-- Provided passage --
Further complicating matters is that pricing is different depending on who pays. “When you look at defining the price of a service, there’s a wonderful thing called a charge master, which is a list price of services,” he says. “It’s usually a multiplier of what is allowed by Medicare. This is an amount that is rarely ever collected by a provider.”
All of this translates into a very wide spread of pricing for the same procedure—in South Florida, it can be as much as plus or minus 800 percent, Irizarry says. Such variation and confusion can leave patients frustrated, and this uncertainty can impact a facility’s patient satisfaction ratings. Further muddying the waters is that some efforts to publish health care pricing over the past few years have fallen flat—often because consumers don’t understand all of the jargon and find the whole topic overwhelming. Nonetheless, Irizarry, Weinbach, and Klass all agree that customers expect transparency, and organizations that don’t address pricing will be left in the dust.
Using Price Transparency as a Positioning Strategy
“Pricing transparency will need to be part of an overall positioning strategy that underscores each institution’s value proposition. It will also be different based on populations you serve and core strengths and weakness,” Klass says.
When exploring how to implement an effective price strategy that works for your organization, the presenters say that it’s important to remember that not all services are “shoppable,” so you can work with decision-makers in your organization to help decide which lines to focus on and determine what your customers care about and how—and when—they shop.

-- Provided information --

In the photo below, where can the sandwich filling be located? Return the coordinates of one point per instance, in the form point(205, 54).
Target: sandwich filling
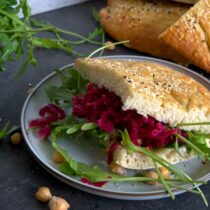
point(100, 106)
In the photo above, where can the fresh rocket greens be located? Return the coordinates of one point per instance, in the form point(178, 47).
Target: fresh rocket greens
point(93, 173)
point(15, 33)
point(72, 84)
point(6, 130)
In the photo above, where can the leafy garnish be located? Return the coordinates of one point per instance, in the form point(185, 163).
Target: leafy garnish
point(6, 130)
point(16, 33)
point(197, 145)
point(72, 84)
point(127, 143)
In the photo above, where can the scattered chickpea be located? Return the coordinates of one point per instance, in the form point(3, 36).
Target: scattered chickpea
point(16, 138)
point(164, 172)
point(151, 174)
point(111, 47)
point(115, 168)
point(57, 157)
point(43, 194)
point(58, 203)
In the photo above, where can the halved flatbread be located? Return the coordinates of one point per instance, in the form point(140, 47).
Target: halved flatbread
point(152, 90)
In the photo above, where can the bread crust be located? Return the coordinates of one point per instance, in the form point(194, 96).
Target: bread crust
point(190, 35)
point(141, 22)
point(151, 89)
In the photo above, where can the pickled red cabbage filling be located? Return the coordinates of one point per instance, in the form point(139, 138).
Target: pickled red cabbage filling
point(104, 108)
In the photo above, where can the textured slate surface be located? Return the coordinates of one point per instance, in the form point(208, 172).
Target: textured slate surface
point(20, 174)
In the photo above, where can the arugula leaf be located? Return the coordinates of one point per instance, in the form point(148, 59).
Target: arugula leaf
point(6, 130)
point(14, 32)
point(71, 84)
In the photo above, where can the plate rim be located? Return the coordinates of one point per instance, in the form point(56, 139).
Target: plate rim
point(92, 189)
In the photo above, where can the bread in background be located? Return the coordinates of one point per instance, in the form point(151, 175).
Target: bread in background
point(190, 35)
point(142, 22)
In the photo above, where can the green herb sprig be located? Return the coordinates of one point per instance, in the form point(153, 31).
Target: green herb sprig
point(15, 33)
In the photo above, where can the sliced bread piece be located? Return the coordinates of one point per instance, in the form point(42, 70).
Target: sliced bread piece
point(190, 35)
point(151, 89)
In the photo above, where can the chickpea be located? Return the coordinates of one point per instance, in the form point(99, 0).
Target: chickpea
point(164, 172)
point(151, 174)
point(16, 138)
point(111, 47)
point(115, 168)
point(57, 157)
point(43, 194)
point(58, 203)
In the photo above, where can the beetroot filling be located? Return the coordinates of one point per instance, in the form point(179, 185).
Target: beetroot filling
point(103, 107)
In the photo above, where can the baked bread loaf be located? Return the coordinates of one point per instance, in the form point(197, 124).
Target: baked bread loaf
point(142, 22)
point(151, 89)
point(190, 35)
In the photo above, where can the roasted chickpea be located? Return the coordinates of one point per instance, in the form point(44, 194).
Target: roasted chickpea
point(115, 168)
point(16, 138)
point(153, 175)
point(109, 45)
point(43, 194)
point(58, 203)
point(165, 172)
point(57, 157)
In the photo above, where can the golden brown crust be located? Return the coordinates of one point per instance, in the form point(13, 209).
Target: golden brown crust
point(142, 22)
point(151, 89)
point(190, 35)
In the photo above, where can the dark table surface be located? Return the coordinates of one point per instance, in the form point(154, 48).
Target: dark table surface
point(20, 174)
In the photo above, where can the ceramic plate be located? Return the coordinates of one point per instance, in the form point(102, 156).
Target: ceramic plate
point(88, 152)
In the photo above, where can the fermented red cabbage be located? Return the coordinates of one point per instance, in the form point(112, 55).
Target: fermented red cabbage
point(103, 107)
point(49, 114)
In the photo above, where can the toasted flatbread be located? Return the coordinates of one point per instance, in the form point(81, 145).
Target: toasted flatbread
point(190, 35)
point(152, 90)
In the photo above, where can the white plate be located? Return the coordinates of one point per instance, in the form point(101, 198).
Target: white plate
point(89, 152)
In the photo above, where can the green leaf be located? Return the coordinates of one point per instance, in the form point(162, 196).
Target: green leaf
point(73, 129)
point(88, 126)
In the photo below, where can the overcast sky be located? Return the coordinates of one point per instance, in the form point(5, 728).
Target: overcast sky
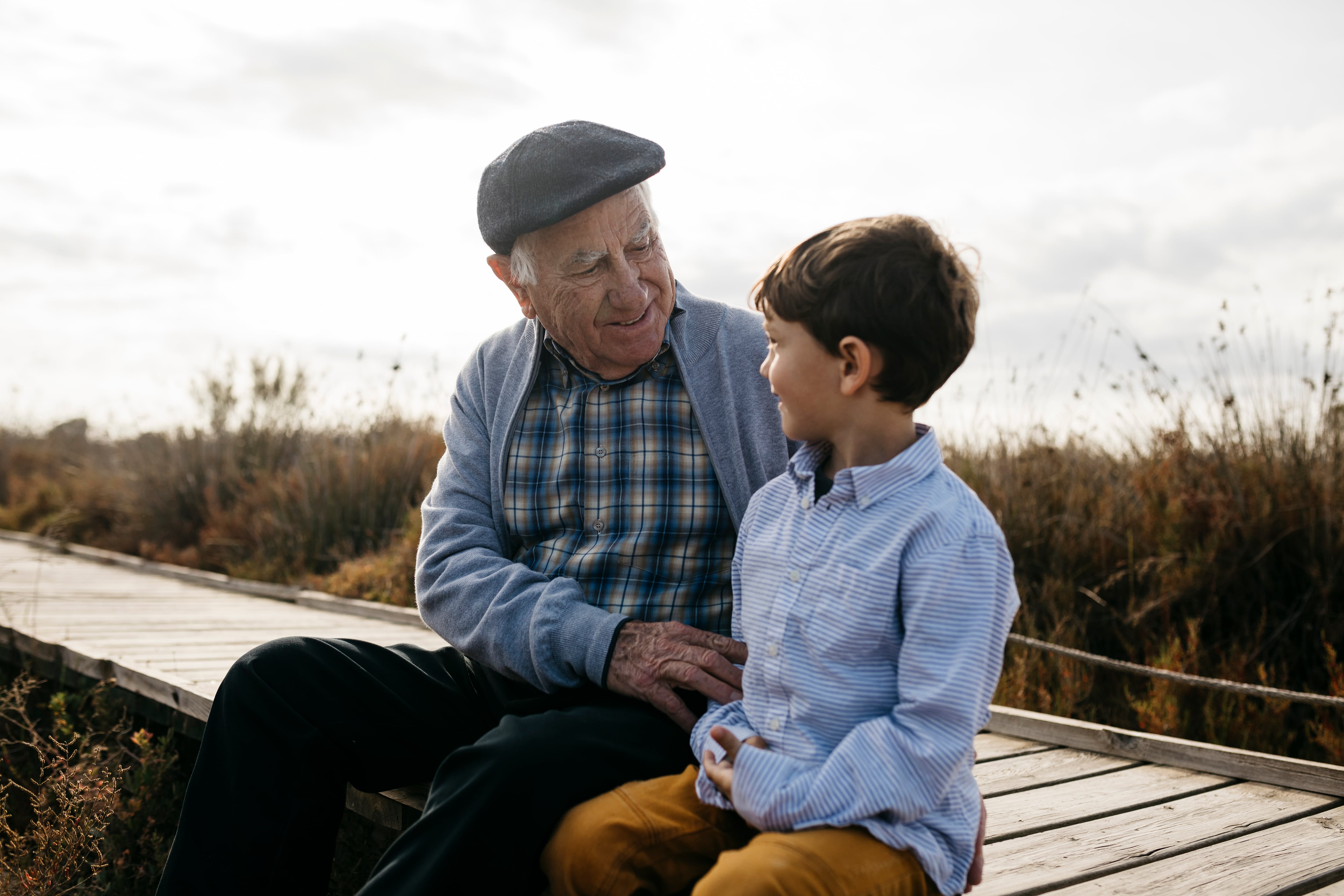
point(182, 183)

-- Explore the material --
A: Copy the health care pricing passage from "All of this" up to and including "in the dust.".
B: Proceed with the passage on health care price transparency, starting where it stops.

-- List of answers --
A:
All of this translates into a very wide spread of pricing for the same procedure—in South Florida, it can be as much as plus or minus 800 percent, Irizarry says. Such variation and confusion can leave patients frustrated, and this uncertainty can impact a facility’s patient satisfaction ratings. Further muddying the waters is that some efforts to publish health care pricing over the past few years have fallen flat—often because consumers don’t understand all of the jargon and find the whole topic overwhelming. Nonetheless, Irizarry, Weinbach, and Klass all agree that customers expect transparency, and organizations that don’t address pricing will be left in the dust.

B:
For instance, if a patient has a heart attack, he or she will go to the nearest emergency department and won’t call around to find the least expensive services. But for “shoppable procedures” such as a colonoscopy or diagnostic imaging, and for optional surgeries like hip and knee replacements, patients may have time to explore what’s available and what it costs. That’s where organizations can focus on showing their value. Some people may look for convenience or familiarity with the brand, while others may be swayed by outcome data and patient testimonials to justify selecting an organization with a higher out-of-pocket price tag than a competing organization. Therefore, the best approach to market your services will depend largely on your target audience, their preferences, and your goals.
Meeting Patients’ Needs
With six locations in Florida and Georgia, OrthoNOW Orthopedic Urgent Care is another system that has taken a different approach to using price transparency to builds its system of specialized urgent care practices—but with similar results.
Irizarry points out that his organization’s strategy hinges on providing convenience to patients with orthopedic injuries when they need care (rather than when a doctor can fit them into their busy schedule), thus avoiding an ED visit, followed by waiting to see an orthopedic doctor afterward.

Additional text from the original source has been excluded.